### Input data
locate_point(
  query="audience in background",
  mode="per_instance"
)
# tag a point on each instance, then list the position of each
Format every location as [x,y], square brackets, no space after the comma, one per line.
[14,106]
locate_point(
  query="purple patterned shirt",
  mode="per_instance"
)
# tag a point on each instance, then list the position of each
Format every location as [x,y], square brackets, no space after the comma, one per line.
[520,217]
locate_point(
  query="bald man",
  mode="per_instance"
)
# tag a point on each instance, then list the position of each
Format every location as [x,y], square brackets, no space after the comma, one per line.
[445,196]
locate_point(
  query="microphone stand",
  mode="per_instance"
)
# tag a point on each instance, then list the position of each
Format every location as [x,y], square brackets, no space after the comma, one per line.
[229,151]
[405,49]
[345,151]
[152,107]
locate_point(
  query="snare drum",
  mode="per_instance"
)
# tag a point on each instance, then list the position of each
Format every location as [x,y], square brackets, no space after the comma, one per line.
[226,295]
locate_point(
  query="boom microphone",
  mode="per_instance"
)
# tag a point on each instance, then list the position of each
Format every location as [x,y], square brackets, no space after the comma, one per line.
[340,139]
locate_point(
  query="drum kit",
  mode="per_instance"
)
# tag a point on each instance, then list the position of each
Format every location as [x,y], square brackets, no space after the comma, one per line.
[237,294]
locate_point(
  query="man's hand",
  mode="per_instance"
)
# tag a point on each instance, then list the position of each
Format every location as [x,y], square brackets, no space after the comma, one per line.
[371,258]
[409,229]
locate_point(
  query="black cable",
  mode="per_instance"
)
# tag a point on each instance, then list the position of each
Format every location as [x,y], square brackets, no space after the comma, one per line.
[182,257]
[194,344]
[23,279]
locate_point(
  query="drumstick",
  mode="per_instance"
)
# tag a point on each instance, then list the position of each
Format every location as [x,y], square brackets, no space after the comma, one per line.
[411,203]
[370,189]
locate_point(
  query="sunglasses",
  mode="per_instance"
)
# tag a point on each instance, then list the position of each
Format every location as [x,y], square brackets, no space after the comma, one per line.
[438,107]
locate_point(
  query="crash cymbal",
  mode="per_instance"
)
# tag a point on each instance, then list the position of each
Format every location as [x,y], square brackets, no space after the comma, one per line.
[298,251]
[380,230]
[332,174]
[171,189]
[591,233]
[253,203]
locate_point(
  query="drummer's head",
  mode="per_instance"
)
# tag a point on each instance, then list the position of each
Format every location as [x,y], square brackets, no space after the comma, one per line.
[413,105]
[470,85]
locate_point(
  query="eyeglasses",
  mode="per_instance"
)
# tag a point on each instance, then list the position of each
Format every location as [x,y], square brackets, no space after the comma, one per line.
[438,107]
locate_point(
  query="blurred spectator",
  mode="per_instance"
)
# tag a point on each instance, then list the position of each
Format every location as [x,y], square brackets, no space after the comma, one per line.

### Work request
Above are the records. How many of their lines hold "microphone"? Answer with the number alone.

### Answer to the exercise
2